The U.S., not China, is the real threat to international rule of law

JEFFREY D. SACHS
NEW YORK
CONTRIBUTED TO THE GLOBE AND MAIL
PUBLISHED 9 HOURS AGOUPDATED DECEMBER 12, 2018

Jeffrey D. Sachs is an American economist and the director of Columbia University’s Center for Sustainable Development.

If, as Mark Twain reputedly said, history often rhymes, our era increasingly recalls the period preceding 1914. And as with Europe’s great powers back then, the United States, led by an administration intent on asserting America’s dominance over China, is pushing the world toward disaster.

The context of the arrest of Huawei CFO Meng Wanzhou – a dangerous move by U.S. President Donald Trump’s administration in its intensifying conflict with China – matters enormously. The United States requested that Canada arrest Ms. Meng in the Vancouver airport en route to Mexico from Hong Kong, and then extradite her to the United States. Such a move is almost a U.S. declaration of war on China’s business community. Nearly unprecedented, it puts American business people travelling abroad at much greater risk of such actions by other countries.

* * *

**Task A**
Return every line of the listing that contains the string "translucent", matching case exactly.

**Excerpted data**
* * *

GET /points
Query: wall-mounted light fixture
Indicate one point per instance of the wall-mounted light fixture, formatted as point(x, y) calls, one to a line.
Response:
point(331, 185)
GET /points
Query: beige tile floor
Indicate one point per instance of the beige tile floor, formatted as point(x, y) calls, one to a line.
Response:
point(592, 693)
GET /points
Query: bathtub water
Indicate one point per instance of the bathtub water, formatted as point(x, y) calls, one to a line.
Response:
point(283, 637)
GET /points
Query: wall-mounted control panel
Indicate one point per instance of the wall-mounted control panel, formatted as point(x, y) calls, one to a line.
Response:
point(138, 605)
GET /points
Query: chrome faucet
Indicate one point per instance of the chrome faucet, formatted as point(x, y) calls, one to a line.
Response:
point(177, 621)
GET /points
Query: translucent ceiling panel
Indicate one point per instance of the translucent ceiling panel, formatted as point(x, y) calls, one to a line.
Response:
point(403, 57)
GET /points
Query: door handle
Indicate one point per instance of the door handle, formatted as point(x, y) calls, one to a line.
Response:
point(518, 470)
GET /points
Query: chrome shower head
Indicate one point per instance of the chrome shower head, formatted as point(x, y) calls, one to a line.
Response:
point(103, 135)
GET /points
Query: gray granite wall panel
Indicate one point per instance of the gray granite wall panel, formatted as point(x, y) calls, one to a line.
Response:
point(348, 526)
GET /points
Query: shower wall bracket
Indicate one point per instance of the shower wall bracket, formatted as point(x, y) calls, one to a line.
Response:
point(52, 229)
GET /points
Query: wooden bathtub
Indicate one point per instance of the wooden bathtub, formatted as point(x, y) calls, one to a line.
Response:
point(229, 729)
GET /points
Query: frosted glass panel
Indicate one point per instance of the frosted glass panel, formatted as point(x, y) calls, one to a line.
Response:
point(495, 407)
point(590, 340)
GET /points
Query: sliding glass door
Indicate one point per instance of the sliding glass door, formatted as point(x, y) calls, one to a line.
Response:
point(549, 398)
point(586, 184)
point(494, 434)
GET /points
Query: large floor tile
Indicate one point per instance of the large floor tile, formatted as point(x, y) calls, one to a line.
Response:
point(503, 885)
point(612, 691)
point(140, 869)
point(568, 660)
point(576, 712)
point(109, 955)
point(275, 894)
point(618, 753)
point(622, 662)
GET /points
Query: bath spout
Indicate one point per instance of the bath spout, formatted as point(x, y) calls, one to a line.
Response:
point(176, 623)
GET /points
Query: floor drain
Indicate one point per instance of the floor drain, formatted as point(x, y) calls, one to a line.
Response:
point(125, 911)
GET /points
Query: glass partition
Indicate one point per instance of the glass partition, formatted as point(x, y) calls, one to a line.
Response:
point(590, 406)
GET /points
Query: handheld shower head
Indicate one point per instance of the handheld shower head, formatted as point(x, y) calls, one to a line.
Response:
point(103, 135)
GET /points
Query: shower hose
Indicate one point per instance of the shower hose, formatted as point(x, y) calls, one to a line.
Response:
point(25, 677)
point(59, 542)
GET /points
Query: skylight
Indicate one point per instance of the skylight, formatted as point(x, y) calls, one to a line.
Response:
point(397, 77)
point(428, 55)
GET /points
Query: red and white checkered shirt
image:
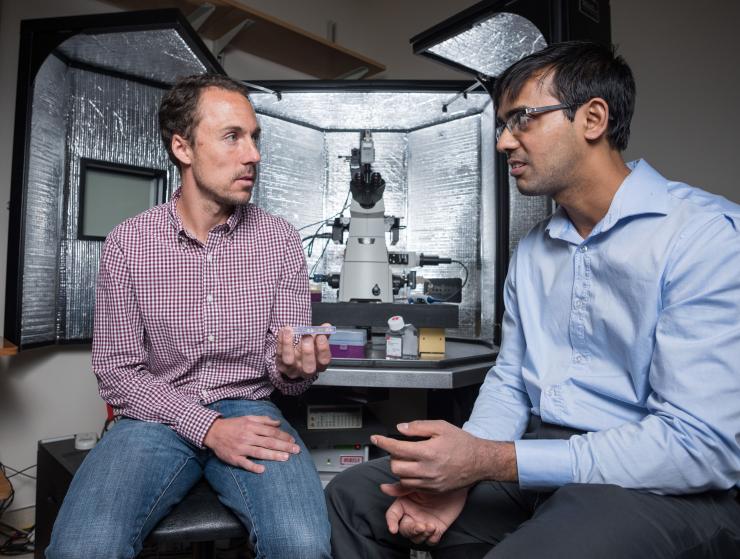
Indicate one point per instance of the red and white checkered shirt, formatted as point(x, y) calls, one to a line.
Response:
point(180, 324)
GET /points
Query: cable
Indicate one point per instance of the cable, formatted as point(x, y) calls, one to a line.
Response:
point(19, 472)
point(464, 283)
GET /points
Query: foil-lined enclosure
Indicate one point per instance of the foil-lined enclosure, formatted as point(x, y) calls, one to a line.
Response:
point(492, 45)
point(78, 114)
point(159, 55)
point(112, 120)
point(377, 110)
point(430, 159)
point(43, 212)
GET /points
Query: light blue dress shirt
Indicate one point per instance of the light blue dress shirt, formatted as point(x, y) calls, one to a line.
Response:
point(633, 335)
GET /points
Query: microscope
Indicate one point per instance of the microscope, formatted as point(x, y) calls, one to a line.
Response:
point(366, 274)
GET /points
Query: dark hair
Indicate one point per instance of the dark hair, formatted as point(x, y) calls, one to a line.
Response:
point(580, 71)
point(178, 111)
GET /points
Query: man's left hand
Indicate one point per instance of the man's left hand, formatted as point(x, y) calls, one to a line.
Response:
point(306, 359)
point(449, 459)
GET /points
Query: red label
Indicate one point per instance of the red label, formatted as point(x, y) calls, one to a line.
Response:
point(350, 460)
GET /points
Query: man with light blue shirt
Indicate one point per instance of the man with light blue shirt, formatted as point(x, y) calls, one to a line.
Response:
point(610, 425)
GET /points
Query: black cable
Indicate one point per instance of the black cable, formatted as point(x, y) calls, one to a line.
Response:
point(464, 283)
point(19, 472)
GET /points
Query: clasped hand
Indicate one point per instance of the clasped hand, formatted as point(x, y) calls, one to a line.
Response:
point(310, 356)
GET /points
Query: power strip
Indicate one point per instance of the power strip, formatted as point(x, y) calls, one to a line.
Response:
point(334, 417)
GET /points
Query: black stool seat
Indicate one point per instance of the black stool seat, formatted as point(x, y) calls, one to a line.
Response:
point(199, 517)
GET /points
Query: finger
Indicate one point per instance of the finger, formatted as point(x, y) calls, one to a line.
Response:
point(435, 537)
point(422, 428)
point(405, 469)
point(417, 532)
point(393, 516)
point(271, 433)
point(394, 489)
point(271, 443)
point(285, 344)
point(308, 356)
point(263, 419)
point(246, 464)
point(323, 351)
point(401, 449)
point(263, 453)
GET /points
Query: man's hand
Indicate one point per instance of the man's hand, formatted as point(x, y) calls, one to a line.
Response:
point(235, 440)
point(422, 517)
point(310, 357)
point(449, 459)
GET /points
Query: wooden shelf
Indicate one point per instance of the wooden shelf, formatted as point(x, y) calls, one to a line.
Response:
point(8, 348)
point(269, 38)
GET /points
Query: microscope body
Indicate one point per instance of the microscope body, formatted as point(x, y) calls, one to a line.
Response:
point(366, 274)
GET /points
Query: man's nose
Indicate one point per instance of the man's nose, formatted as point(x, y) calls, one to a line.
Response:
point(251, 153)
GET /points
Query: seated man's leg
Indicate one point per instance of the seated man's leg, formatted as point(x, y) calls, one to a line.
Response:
point(357, 513)
point(126, 485)
point(283, 508)
point(608, 522)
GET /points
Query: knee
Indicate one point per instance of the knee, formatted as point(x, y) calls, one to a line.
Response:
point(306, 542)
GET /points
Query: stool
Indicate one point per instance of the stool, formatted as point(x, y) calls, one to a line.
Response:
point(200, 519)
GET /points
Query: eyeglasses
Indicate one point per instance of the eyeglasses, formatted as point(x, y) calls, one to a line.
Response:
point(519, 120)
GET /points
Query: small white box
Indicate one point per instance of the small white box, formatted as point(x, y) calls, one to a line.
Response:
point(334, 417)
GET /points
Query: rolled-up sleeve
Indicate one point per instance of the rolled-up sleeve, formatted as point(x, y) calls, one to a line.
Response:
point(292, 308)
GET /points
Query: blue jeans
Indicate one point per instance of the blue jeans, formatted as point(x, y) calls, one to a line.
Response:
point(139, 471)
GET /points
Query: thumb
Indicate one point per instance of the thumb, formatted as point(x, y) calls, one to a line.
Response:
point(423, 428)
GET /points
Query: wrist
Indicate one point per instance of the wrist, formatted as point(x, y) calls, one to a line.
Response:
point(496, 461)
point(211, 433)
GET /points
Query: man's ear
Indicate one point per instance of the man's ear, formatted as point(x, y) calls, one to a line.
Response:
point(596, 113)
point(181, 149)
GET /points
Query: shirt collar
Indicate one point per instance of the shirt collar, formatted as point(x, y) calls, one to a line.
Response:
point(643, 192)
point(236, 217)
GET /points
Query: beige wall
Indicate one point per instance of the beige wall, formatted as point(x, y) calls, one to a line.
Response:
point(687, 114)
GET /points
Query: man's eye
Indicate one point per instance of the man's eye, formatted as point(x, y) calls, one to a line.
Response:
point(522, 121)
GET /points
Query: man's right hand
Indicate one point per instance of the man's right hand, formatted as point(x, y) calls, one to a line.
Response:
point(422, 517)
point(234, 440)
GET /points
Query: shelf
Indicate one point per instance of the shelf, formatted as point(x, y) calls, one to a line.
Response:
point(268, 37)
point(8, 348)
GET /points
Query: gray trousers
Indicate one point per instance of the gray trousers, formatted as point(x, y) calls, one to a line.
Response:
point(502, 521)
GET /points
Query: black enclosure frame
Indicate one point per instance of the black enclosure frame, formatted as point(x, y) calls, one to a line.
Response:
point(39, 39)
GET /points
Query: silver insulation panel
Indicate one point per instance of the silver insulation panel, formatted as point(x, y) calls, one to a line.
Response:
point(76, 114)
point(378, 110)
point(43, 210)
point(492, 45)
point(161, 54)
point(112, 120)
point(444, 206)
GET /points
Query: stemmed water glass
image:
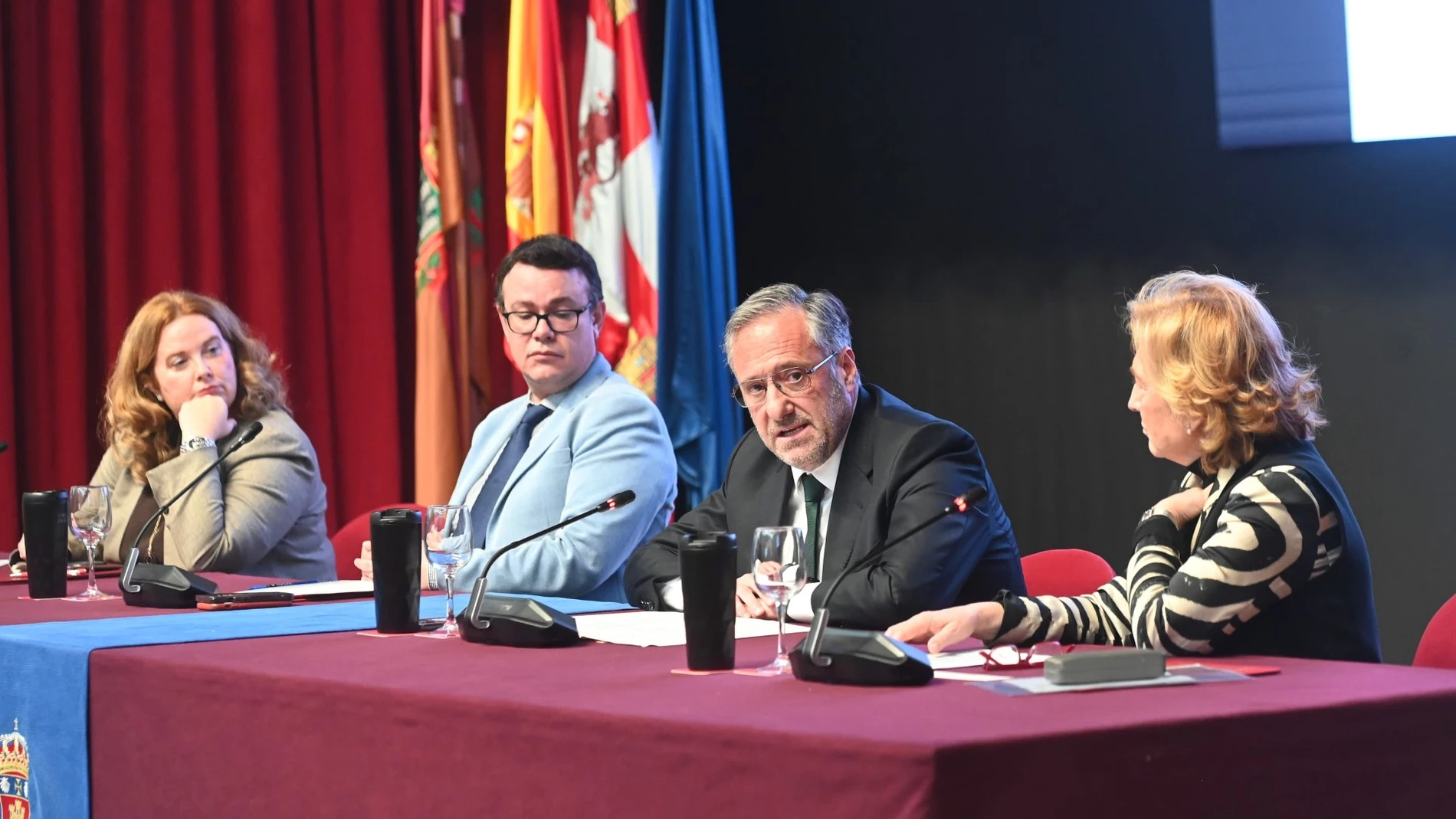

* * *

**Task B**
Answer these questions from the opinion piece above:
(i) What center does Jeffrey D. Sachs direct?
(ii) According to the opinion piece, what period does our era increasingly recall?
(iii) Where did Canada arrest Ms. Meng?

**Problem solution A**
Query: translucent ceiling panel
Indicate one point per instance of the translucent ceiling panel, formatted as point(x, y) calls, one to a line.

**Problem solution B**
(i) Columbia University's Center for Sustainable Development
(ii) The period preceding 1914
(iii) In the Vancouver airport